◆ **The problem**:
Starting at the line that contains "Can you find the metal", quote each line exactly through the last line of the entries, both included.

◆ **Information provided**:
++++++++
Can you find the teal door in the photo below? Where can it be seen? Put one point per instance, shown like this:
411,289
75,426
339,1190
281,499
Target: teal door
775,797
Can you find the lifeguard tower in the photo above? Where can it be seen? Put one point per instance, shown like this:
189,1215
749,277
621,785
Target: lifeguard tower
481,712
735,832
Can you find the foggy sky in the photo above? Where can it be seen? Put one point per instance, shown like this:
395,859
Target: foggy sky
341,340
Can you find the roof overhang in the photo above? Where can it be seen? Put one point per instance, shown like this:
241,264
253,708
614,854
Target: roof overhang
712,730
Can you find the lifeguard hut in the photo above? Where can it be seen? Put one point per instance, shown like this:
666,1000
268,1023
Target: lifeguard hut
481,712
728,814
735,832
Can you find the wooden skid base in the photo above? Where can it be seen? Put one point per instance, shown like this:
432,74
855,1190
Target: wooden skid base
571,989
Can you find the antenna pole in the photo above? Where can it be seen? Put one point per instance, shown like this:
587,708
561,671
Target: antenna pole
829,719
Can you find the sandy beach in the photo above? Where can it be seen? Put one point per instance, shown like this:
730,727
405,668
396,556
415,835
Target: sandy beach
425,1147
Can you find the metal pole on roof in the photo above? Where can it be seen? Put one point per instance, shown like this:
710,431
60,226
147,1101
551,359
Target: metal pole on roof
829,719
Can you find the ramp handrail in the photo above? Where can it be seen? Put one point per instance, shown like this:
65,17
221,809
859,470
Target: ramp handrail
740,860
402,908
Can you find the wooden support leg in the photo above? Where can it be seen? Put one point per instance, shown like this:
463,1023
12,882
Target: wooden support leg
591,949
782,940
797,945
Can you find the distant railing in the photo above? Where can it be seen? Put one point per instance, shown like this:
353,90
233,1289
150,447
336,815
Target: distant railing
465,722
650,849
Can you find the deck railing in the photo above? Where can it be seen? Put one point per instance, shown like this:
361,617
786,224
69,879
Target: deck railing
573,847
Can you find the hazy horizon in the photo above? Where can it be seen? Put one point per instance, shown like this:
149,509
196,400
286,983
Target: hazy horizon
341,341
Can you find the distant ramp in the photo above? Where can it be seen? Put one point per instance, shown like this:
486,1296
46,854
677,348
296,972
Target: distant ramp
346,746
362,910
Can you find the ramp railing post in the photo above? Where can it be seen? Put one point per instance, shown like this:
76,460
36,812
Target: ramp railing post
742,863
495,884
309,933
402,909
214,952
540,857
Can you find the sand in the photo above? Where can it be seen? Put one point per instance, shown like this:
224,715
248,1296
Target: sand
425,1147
++++++++
◆ **Expected output**:
Can you find the metal pole on roof in the photo above? Where can it be seen? Put one point per instance, shown like this:
710,431
60,226
147,1101
551,359
Target: metal pole on roof
829,719
Can you find the ramp handrail in the photo above? Where can it be seen? Put one point per instance, shown like this:
65,17
221,809
859,470
Target: ramp handrail
740,860
402,908
Can you find the wooden support leg in the photo above? Where can it be seen? Put one point per instance, shown like this:
463,1023
12,882
Target: wooden support leg
591,949
782,940
797,945
Can you find the distant railing in the photo above? Where can it be seen? Put one point per instance, shown like this:
353,90
233,1289
150,447
336,815
Target: distant railing
465,722
650,849
Can you find the deck railing in the photo above? Where can it be seen? Put one point per instance, shown like this:
361,617
786,224
69,879
Target: deck railing
573,847
Can you find the hazy horizon in the photo above? Where can it be seen? Put one point per instance, shown like this:
149,509
196,400
286,983
Target: hazy horizon
341,341
Can you find the distant ramp in the photo above? Where can it be seen? Put one point per instance, shown like this:
486,1296
46,854
677,348
296,972
Target: distant ramp
346,746
362,910
Can you find the ramp railing post in the photo above? Where can it be seen? Put one point per instance, shown like this:
76,460
36,812
Target: ramp railing post
742,863
495,884
309,933
402,909
214,952
540,857
Can you find the sand in the photo above? Where can it be seen? Put one point per instance, shown like this:
224,715
248,1296
Target: sand
425,1147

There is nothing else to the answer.